──────── Passage

This change ensures that `AnalyticAcquisitionFunction._mean_and_sigma()` returns an explicit output dimension, and adjusts the various acquisition functions accordingly to retain their behavior.

NOTE: This means that user-defined acquisition functions deriving from `AnalyticAcquisitionFunction`  and using the `_mean_and_sigma()` helper may break and need to be adjusted. But given that this is a "private" helper I think the benefit of having explicit behavior (and fixing a nasty bug) is worth this potential inconvenience.

Fixes #3022

Also updates the unit tests to validate that the following is NOT and issue after this fix:
> I think this also affects other inheritors of ConstrainedAnalyticAcquisitionFunctionMixin such as LogConstrainedExpectedImprovement, ConstrainedExpectedImprovement although for these classes the problem is more subtle since the output shape will be correct thanks to broadcasting, and we will simply have added the penalty for every element of the t-batch to every other element of the t-batch.

Pull Request resolved: #3028

Reviewed By: SebastianAment

Differential Revision: D83435748

Pulled By: Balandat

fbshipit-source-id: cde3bbc4a667ebe2ef5915c6d167bc22aabf60b3

Author: Balandat

botorch/acquisition/analytic.py

@@ -55,6 +55,7 @@ def __init__(
         self,
         model: Model,
         posterior_transform: PosteriorTransform | None = None,
+        allow_multi_output: bool = False,
     ) -> None:
         r"""Base constructor for analytic acquisition functions.

────────────────
──────── Data records

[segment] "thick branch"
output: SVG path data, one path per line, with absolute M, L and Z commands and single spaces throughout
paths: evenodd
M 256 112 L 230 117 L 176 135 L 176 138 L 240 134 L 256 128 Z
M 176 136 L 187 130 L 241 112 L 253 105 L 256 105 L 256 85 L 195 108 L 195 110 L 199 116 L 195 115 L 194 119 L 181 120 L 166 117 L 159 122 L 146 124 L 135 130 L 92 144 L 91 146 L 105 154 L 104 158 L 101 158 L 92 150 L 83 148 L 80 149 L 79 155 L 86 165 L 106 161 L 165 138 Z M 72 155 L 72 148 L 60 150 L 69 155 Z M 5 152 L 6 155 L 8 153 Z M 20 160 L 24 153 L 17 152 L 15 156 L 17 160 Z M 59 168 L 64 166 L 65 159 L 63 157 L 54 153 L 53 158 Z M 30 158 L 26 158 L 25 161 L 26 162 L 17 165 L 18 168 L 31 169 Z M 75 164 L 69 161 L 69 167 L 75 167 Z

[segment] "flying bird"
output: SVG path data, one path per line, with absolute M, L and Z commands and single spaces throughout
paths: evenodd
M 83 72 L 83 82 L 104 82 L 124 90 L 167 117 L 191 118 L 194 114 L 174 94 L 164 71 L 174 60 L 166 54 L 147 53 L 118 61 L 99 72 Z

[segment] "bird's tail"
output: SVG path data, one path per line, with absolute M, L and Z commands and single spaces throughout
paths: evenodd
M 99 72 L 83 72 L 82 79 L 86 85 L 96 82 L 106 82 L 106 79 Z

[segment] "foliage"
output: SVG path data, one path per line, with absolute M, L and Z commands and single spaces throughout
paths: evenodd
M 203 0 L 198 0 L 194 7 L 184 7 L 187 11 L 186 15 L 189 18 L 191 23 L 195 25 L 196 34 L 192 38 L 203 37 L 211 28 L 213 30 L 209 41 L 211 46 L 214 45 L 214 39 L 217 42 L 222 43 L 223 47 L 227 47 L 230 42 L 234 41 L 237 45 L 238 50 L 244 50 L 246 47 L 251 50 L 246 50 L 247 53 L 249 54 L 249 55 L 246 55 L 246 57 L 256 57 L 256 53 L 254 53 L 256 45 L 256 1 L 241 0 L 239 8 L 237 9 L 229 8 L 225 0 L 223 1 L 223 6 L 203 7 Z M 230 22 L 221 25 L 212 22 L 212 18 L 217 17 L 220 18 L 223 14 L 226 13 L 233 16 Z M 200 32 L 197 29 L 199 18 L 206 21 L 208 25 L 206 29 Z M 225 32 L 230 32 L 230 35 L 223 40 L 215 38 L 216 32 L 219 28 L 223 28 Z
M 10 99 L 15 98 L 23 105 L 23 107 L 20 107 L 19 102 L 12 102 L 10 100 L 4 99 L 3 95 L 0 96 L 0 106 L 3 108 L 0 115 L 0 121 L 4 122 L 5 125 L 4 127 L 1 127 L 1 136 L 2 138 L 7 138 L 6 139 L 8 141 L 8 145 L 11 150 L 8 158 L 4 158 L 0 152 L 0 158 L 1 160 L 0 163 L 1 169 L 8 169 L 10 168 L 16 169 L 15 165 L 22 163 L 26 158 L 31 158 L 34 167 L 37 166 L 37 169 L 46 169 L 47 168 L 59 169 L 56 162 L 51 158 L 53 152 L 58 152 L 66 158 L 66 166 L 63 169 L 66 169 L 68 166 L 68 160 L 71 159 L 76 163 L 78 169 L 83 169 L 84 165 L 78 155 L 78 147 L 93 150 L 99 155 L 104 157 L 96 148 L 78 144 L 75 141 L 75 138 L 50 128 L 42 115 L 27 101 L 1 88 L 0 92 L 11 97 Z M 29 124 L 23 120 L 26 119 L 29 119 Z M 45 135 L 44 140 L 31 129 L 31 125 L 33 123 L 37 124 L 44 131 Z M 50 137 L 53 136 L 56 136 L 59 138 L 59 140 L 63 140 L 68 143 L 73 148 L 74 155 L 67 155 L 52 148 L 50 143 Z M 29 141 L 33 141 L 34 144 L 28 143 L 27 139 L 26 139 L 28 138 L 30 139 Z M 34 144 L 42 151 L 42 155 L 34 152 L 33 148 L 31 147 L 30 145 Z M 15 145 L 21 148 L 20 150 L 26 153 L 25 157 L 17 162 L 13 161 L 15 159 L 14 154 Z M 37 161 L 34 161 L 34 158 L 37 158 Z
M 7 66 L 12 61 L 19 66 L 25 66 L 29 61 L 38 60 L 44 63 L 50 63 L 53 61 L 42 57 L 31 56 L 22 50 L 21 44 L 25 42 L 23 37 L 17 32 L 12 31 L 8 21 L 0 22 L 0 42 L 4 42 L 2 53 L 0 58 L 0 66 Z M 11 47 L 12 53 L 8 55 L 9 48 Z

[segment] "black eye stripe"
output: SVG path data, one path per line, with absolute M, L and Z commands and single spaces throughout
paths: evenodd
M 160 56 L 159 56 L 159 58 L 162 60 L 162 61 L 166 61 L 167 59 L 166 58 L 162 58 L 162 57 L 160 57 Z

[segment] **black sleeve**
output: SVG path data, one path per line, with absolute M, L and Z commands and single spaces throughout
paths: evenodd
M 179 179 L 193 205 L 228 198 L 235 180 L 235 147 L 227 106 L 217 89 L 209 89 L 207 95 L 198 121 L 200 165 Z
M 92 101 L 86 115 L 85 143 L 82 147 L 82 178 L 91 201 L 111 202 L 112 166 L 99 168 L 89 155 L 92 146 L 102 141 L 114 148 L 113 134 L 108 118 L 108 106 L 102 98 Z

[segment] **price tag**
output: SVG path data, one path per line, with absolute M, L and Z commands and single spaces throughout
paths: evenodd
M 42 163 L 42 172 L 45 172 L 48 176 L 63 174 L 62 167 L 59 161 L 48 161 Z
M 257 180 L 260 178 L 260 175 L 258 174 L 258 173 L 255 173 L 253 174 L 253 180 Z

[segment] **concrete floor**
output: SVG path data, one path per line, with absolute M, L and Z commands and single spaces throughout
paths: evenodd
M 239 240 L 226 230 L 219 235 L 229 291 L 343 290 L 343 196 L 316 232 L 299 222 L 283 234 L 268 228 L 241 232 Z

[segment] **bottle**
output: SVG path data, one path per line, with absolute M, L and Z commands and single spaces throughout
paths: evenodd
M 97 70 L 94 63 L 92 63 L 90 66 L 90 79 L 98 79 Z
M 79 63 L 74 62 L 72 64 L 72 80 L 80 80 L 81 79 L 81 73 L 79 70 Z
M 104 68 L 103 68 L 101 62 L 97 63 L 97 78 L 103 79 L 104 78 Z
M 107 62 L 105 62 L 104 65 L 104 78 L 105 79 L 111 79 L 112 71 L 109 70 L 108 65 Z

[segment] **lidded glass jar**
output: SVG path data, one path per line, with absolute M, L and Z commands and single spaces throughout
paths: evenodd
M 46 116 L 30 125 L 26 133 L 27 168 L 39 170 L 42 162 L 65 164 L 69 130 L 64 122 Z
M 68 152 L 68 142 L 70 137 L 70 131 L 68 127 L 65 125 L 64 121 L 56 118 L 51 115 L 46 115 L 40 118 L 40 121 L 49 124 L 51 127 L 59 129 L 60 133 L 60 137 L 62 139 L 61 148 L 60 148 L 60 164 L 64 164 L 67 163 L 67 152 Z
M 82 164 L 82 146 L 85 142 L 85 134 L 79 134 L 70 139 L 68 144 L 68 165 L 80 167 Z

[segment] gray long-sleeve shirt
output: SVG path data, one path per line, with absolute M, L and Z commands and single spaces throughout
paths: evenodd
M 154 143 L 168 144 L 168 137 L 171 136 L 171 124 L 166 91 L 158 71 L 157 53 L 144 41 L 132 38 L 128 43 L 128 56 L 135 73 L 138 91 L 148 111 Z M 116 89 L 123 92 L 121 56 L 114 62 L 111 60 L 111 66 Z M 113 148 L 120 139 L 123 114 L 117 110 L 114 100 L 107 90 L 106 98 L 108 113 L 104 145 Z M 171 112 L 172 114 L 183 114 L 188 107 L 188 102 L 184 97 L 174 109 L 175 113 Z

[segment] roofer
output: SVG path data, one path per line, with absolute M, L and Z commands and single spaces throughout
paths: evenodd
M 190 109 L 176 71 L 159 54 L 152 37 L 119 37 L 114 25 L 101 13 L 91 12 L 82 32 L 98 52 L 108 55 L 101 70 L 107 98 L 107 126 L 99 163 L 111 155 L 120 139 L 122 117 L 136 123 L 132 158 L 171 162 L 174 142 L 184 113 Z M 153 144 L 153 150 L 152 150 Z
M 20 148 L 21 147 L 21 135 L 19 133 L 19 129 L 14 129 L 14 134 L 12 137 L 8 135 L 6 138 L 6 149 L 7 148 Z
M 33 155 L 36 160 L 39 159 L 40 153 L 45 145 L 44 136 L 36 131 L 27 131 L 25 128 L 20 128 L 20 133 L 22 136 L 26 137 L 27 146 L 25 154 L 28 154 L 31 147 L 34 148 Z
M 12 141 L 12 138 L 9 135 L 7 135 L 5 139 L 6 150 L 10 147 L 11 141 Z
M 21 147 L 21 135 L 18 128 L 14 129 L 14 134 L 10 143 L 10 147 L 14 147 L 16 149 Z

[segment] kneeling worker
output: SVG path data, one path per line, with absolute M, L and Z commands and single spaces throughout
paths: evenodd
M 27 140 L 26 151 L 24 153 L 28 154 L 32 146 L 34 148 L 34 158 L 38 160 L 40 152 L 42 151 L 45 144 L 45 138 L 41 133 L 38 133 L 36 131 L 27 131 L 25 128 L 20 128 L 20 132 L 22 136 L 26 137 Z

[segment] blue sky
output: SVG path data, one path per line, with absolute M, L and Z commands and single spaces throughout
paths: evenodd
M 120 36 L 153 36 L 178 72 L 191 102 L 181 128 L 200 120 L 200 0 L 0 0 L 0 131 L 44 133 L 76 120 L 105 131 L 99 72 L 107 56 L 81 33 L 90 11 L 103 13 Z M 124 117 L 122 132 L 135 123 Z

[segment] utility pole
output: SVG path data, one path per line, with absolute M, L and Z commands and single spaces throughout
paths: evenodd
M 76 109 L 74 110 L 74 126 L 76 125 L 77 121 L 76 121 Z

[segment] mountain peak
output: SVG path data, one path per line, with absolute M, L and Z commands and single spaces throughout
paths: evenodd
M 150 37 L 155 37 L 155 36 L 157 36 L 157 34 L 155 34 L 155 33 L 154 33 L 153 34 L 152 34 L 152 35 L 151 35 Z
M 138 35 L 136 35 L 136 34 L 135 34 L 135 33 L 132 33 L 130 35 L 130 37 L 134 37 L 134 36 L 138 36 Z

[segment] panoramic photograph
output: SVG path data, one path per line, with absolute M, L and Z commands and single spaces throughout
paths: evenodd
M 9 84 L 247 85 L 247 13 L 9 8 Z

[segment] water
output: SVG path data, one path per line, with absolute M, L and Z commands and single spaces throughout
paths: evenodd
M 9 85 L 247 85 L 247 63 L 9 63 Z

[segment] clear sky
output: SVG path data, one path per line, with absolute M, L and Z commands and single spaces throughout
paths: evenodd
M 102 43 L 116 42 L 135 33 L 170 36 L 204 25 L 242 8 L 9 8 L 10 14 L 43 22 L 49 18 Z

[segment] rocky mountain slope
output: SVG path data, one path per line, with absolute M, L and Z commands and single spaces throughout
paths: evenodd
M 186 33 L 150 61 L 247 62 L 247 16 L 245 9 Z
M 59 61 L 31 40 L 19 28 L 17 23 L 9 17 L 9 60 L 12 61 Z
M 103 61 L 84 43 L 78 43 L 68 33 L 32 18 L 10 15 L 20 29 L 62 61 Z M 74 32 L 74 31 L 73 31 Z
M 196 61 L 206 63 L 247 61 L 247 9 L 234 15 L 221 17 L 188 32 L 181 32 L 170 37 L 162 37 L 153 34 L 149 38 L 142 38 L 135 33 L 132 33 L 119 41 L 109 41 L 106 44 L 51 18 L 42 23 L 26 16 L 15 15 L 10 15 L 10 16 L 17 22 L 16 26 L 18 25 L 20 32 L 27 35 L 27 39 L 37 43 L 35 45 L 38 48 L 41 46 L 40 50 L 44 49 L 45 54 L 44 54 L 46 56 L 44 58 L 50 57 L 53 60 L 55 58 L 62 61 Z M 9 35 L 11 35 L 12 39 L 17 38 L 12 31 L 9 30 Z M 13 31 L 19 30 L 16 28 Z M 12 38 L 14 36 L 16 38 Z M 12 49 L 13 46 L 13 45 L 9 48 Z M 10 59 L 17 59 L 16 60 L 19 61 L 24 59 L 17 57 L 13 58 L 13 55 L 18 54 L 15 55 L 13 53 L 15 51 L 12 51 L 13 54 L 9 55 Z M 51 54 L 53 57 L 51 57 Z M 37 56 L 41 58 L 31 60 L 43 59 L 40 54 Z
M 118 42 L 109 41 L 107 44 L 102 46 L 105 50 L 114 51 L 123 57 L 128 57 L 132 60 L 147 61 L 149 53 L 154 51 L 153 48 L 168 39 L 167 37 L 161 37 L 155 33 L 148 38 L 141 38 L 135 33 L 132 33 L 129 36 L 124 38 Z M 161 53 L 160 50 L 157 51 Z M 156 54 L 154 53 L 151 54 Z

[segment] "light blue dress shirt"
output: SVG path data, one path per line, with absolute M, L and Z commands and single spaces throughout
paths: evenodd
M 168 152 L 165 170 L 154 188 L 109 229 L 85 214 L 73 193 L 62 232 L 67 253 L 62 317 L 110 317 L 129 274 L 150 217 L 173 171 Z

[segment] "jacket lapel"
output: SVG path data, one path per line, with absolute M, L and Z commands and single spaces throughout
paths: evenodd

────────────────

Answer these questions about the commit message.
(a) Which issue number does the change fix?
(b) Who reviewed the change?
(c) What parameter does the diff add to the constructor, and what is its default value?
Use only the commit message for your answers, not the items.

(a) It fixes #3022.
(b) SebastianAment reviewed it.
(c) It adds `allow_multi_output`, with a default value of `False`.